THE TASK:
Rewrite as a numbered list only the lines starting at the one containing "Target: white trousers" and ending at the last line of the items below, skipping any blank lines.

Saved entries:
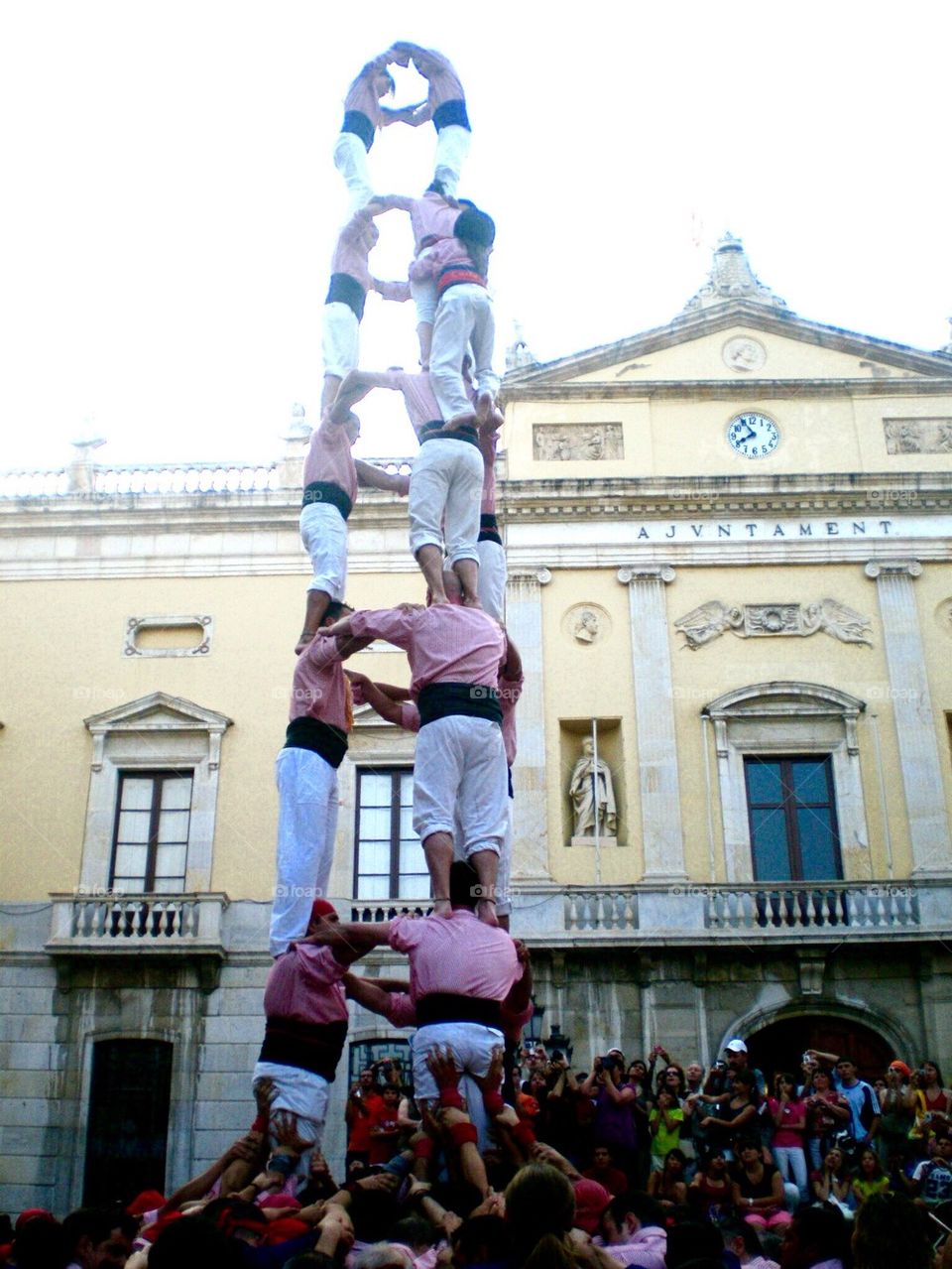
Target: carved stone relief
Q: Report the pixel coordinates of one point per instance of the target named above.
(586, 623)
(918, 436)
(753, 621)
(584, 442)
(744, 354)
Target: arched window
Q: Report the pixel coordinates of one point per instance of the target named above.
(790, 785)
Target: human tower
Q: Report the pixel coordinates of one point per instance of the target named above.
(465, 976)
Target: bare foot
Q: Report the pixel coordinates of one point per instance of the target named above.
(486, 911)
(484, 406)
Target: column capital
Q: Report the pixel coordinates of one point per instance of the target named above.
(892, 569)
(540, 576)
(646, 572)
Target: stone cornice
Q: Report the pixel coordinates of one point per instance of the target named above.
(737, 313)
(724, 390)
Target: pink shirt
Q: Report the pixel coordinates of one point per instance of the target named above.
(328, 458)
(793, 1112)
(417, 396)
(351, 255)
(429, 216)
(444, 644)
(488, 442)
(456, 954)
(304, 983)
(319, 688)
(440, 256)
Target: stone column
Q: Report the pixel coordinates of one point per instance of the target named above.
(911, 709)
(524, 621)
(661, 837)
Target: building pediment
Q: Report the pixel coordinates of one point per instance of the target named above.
(737, 341)
(159, 712)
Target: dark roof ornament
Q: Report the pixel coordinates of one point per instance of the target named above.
(732, 278)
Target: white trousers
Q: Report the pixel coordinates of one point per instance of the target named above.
(492, 577)
(460, 782)
(305, 1095)
(445, 490)
(463, 317)
(423, 295)
(504, 899)
(306, 824)
(452, 145)
(350, 162)
(340, 339)
(323, 531)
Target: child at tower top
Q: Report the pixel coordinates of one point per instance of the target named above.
(445, 105)
(363, 116)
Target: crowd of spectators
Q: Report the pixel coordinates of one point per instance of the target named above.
(636, 1163)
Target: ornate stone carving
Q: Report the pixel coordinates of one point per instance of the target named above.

RESPONSE:
1. Target: white trousers
2. Q: Report the pixel coordinates of one point per instance of the target named above.
3. (492, 577)
4. (460, 782)
5. (305, 1095)
6. (445, 490)
7. (463, 317)
8. (423, 295)
9. (504, 899)
10. (306, 824)
11. (452, 145)
12. (350, 162)
13. (340, 339)
14. (323, 531)
15. Target: child at tower top
16. Q: Report the pixel coordinates of one point per instance of the target named above.
17. (445, 105)
18. (363, 116)
19. Target: crowd of spectators
20. Q: Report the pixel coordinates of one point per instance of the target named above.
21. (636, 1163)
22. Target: ornate stone carving
23. Q: Report the pixel coordinates of one point per instance of the target named above.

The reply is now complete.